— BEGIN Recorded data —

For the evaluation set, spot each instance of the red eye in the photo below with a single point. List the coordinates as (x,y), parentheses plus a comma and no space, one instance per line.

— END Recorded data —
— BEGIN Recorded data —

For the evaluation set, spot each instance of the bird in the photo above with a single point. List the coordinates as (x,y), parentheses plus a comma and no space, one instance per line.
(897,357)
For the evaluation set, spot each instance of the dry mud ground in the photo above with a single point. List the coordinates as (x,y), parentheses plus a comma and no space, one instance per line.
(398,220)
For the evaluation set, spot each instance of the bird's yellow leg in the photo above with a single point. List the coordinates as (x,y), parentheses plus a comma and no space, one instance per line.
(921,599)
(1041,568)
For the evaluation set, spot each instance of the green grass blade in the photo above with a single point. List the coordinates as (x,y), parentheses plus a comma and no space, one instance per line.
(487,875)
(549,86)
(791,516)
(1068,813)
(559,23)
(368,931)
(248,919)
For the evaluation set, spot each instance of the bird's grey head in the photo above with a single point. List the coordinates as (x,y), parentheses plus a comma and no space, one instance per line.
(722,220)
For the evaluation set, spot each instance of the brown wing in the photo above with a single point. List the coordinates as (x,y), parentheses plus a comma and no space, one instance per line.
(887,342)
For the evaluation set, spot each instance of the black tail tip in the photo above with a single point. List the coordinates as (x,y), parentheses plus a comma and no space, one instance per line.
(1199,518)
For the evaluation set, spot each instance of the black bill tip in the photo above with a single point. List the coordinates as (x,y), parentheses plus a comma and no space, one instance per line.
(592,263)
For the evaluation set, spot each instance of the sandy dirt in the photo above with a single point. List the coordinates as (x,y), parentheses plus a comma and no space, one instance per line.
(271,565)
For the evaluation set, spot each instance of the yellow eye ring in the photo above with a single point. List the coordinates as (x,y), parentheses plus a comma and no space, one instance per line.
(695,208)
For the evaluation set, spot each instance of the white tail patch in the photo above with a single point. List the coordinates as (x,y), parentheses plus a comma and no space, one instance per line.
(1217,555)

— END Recorded data —
— BEGIN Recorded data —

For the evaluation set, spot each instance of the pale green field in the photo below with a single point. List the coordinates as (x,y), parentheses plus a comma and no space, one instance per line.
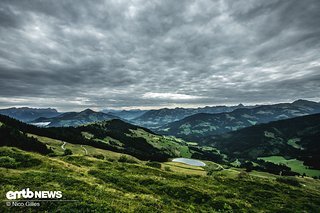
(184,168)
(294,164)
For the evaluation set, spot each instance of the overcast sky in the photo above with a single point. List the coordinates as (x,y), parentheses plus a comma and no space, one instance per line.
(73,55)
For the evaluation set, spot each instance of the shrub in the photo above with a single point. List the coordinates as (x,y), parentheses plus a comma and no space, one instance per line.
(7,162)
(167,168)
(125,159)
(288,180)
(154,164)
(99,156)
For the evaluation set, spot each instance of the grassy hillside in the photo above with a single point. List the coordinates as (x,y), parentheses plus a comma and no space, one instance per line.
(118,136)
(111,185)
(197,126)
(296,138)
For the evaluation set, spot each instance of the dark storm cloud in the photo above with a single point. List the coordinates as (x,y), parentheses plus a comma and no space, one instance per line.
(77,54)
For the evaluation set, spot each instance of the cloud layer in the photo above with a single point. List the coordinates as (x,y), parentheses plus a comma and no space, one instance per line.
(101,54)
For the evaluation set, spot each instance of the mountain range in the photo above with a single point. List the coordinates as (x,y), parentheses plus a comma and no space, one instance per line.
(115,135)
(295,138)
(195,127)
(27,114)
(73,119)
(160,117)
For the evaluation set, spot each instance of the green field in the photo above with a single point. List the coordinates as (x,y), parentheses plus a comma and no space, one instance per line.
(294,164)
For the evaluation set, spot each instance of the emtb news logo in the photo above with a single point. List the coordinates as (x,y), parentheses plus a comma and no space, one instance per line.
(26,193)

— END Recorded data —

** Task instructions **
Pick out every line in the records above that contains the word "below" and copy each one in full. Case counts, so a line matches only if the capitalization is the same.

** Problem solution **
For the evaluation set, spot each instance of the red eye in the photo below with a single point. List the coordinates as (x,y), parentheses plus a comma and no space, one instance per line.
For the evaluation set, spot each instance of the pale green field in the photo below with a single point. List the coordinates as (x,y), parentheses plus a comma and no space, one instance per line.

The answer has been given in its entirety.